Instruções e requisitos
Reescreva todos os dados abaixo trocando "keypoint" por "marker" e deixando o restante inalterado. Não inclua as imagens na resposta.
:: Dados listados ::
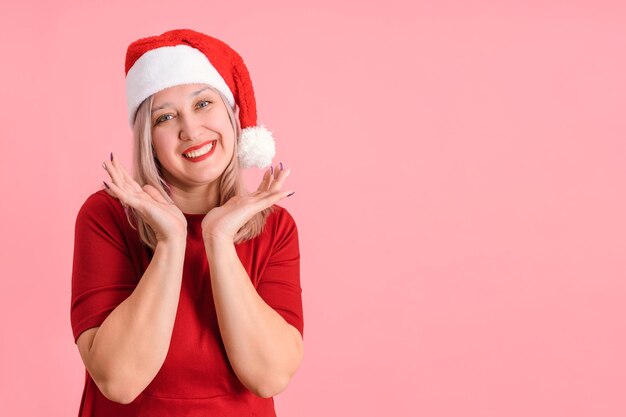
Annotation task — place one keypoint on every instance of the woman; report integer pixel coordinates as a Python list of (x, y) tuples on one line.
[(186, 296)]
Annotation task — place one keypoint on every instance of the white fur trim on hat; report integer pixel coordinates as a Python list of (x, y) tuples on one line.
[(256, 147), (166, 67)]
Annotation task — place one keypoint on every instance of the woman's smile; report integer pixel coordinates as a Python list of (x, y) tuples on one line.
[(200, 152)]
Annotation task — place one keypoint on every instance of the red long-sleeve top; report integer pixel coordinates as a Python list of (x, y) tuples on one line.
[(196, 378)]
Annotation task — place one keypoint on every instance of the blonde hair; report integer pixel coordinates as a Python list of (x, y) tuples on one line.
[(147, 170)]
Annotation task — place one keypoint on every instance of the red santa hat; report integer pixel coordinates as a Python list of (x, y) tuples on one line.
[(184, 56)]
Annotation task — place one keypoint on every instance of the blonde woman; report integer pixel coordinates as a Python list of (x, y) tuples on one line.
[(186, 296)]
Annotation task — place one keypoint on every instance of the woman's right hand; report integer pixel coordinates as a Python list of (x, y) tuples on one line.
[(165, 219)]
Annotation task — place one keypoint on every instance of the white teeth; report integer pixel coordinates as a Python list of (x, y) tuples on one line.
[(202, 151)]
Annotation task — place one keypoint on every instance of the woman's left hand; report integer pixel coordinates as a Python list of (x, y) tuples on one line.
[(223, 222)]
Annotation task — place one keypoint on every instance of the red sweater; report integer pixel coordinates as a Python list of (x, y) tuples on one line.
[(196, 378)]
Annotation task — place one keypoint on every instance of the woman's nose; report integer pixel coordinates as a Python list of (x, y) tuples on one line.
[(190, 127)]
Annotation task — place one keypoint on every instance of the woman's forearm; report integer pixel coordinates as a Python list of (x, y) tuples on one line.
[(263, 349), (130, 346)]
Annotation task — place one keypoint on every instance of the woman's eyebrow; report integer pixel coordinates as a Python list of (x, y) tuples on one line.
[(195, 93)]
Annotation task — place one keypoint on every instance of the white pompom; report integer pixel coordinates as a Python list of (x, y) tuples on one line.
[(256, 147)]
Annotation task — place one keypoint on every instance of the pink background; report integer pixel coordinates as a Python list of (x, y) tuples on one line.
[(459, 170)]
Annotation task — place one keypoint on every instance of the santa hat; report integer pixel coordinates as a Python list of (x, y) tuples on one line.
[(184, 56)]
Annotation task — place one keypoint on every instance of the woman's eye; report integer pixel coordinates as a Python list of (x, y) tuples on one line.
[(161, 119)]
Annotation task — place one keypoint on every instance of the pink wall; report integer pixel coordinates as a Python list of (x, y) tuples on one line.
[(459, 170)]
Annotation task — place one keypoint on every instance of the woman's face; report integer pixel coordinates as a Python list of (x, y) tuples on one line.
[(192, 135)]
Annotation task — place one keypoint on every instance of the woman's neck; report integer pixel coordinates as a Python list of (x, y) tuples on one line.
[(197, 200)]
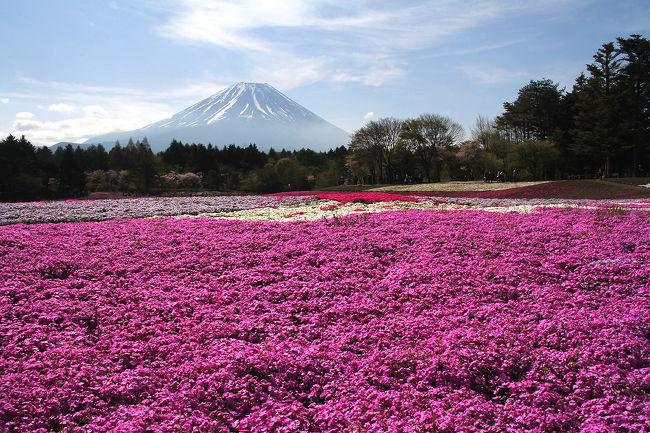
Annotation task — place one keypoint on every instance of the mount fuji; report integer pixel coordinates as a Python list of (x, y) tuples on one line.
[(241, 114)]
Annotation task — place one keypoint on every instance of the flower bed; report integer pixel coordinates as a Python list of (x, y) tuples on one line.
[(565, 189), (350, 197), (100, 210), (394, 321)]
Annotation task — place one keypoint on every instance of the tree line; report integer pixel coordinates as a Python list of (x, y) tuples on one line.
[(28, 173), (599, 128)]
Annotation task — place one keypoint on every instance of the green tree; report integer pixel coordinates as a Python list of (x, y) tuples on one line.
[(71, 176), (428, 137), (597, 135), (534, 114), (635, 90)]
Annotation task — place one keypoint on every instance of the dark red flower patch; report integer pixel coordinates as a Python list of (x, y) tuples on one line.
[(569, 189)]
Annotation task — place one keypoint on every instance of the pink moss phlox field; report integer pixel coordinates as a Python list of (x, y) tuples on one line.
[(403, 321), (351, 197)]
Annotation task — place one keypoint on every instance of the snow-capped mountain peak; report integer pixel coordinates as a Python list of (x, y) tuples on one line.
[(240, 101), (241, 114)]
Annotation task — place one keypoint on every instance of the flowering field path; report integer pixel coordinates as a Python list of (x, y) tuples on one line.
[(405, 314)]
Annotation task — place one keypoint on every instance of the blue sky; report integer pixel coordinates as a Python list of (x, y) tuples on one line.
[(72, 69)]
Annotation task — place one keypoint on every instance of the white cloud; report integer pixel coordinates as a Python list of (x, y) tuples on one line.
[(292, 42), (484, 74), (61, 108), (103, 109), (95, 120)]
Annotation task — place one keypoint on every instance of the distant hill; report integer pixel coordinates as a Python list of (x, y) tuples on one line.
[(241, 114)]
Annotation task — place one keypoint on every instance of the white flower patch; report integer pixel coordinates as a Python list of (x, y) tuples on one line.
[(457, 186)]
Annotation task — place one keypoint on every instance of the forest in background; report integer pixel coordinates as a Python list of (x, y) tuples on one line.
[(600, 128)]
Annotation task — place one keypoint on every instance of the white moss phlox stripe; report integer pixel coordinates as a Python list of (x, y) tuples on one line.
[(312, 211), (457, 186)]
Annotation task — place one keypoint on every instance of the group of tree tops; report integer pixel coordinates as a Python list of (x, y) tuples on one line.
[(599, 128)]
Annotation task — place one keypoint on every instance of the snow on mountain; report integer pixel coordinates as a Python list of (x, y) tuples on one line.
[(241, 114)]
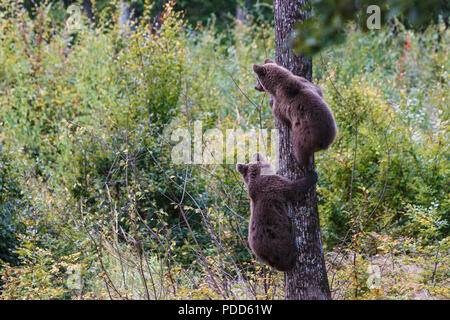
:::
Resultado da tarefa
Annotation task — place one marker on every instance of the woman; report integer pixel coordinates as a Python list of (x, y) tuples on one line.
[(186, 296)]
Annotation task — place one marker on every instance of the white fur trim on hat; report integer pixel coordinates as a Python list of (x, y) tuples on one line.
[(256, 147), (166, 67)]
Annotation task — place one marker on every instance of the woman's smile; report integer pixel coordinates as a Python list of (x, y) tuples on one line.
[(200, 152)]
Annotation task — place one marker on every instance of the red long-sleeve top; report integer pixel coordinates as a Python list of (x, y) tuples on one line.
[(196, 378)]
Annotation task — place one marker on every instance of the blonde hair; report integer pixel coordinates as a Python list of (x, y) tuples on one line.
[(147, 170)]
Annotation task — place one marker on every instance of the red santa hat; report integer pixel coordinates as a Python list of (x, y) tuples on one line.
[(184, 56)]
Annotation task — place one marker on every instance of the blonde woman; report integer pixel coordinates as a Python list of (x, y) tuples on one line.
[(186, 296)]
Annotation task — place one marker on every instance of the woman's right hand; report integer pixel coordinates as a Python list of (x, y) tuples on one line.
[(165, 219)]
Annotation task — place one marker on every instance of the white teeth; report integer pixel coordinates as a Python list of (x, y) tuples on one line.
[(202, 151)]
Annotation task — place one marker on every instance of the woman's left hand; report integer pixel coordinates as a Python list of (x, y) tuples on one line.
[(223, 222)]
Annotation task — place one marker on every instance of the red sweater; report integer pixel coordinates as a Python list of (x, y) tuples on one line.
[(196, 378)]
Annotation task — place one marker on every instance of the woman's nose; report integer pixel coordinates as a Python list of (x, y) tuples on one line.
[(190, 127)]
Annotation task — place one marker on every instance of the woman's forearm; report integer pixel coordinates as a Python list of (x, y) tuples on one line.
[(263, 349), (130, 346)]
Annotation task — place one marker on every instance of the woman's eyebrow; report integer pixel coordinates as a Python list of (x, y) tuples on one line.
[(195, 93)]
Annotation task — place one marker on every instance of the white pompom; report integer pixel coordinates as a Python list of (x, y) tuples on one line.
[(256, 147)]
Annotation task — place one marker on every instance of the pink background; report integer pixel coordinates as a Python list of (x, y) tuples on one line.
[(459, 170)]
Annotation task — place one marker on every instance of the santa hat; report integer pixel coordinates as a Python list of (x, y) tuples on one line.
[(184, 56)]
Annotation task — place one marker on every instance of the woman's eye; report integer pixel coordinates as a Python list of (x, y) tuples on one line.
[(161, 119)]
Annotation task — place one marker on every instance of the pink wall; report integer pixel coordinates as a Python list of (x, y) tuples on one line.
[(459, 170)]
Annotation task — place one marker on every instance of the woman's face; report integer pixel coordinates as a Python list of (x, y) tuples on one line.
[(192, 135)]
Annotation task — place one marker on every instance of the woman's neck; report integer pixel coordinates as a Python list of (x, y) tuples on one line.
[(197, 200)]
Annotation task — place one marker on every instance of the mount fuji; report integer pixel coordinates as a Python list of (x, y) tuples on one line.
[(241, 114)]
Annotation task — place one marker on every instance of the flower bed; report integer pixel coordinates as a Python list of (x, y) tuples on one line.
[(565, 189), (350, 197), (100, 210), (394, 321)]
Annotation task — place one marker on every instance of the tree line; report integer pixel coordinates as a Python list of (x, y) tuples on one line.
[(28, 173), (599, 128)]
Annotation task — place one marker on every instance of the green tree; report integer pixel coordinates as a Python list of (x, y) tuples on one line.
[(71, 176), (428, 137), (597, 135), (534, 114), (635, 90)]
Annotation task — place one marker on every instance of the dark red flower patch; report integer pixel coordinates as a Python list of (x, y) tuples on one line.
[(569, 189)]
Annotation task — place one marker on every instance of the pink moss phlox field; report integer pixel coordinates as a Python list of (x, y) tuples on one line.
[(403, 321), (351, 197)]
Annotation task — place one marker on every instance of the snow-capped mountain peak; report integer pixel coordinates as a Python list of (x, y) tuples on one line.
[(240, 101), (241, 114)]
Annotation task — place one marker on every instance of the flowering field path; report integer pixel coordinates as a Python list of (x, y) tuples on one line.
[(405, 314)]
Annotation task — place one marker on every instance of the blue sky; report integer pixel coordinates as a Python list of (x, y) tuples on one line.
[(72, 69)]
Annotation task — place one marker on every instance of the white cloud; report integer pixel coordinates as a Python list of (x, y) tuples on one line.
[(292, 42), (484, 74), (61, 108), (103, 109), (95, 120)]
Annotation task — place one marker on every instance of the distant hill; report integer pixel coordinates as a Python list of (x, y) tuples on one line.
[(241, 114)]
Annotation task — place one marker on every instance of the white flower patch; report integer pixel coordinates as a Python list of (x, y) tuples on one line.
[(457, 186)]
Annotation task — place one marker on every instance of the forest in background; report integer pixel coordinates as a Python list of (x, y) tuples on one line.
[(600, 128)]
Annotation task — place one marker on every instance of the white moss phlox stripe; report integer pixel coordinates as a Python list of (x, y) tuples on one line.
[(312, 211), (457, 186)]
Annotation task — place one marker on every instance of the group of tree tops; report integer pixel coordinates as a Python list of (x, y) tuples on one line.
[(599, 128)]
Annotation task — place one marker on every instance of the snow on mountain; report integer pixel coordinates as a Python list of (x, y) tuples on one line.
[(241, 114)]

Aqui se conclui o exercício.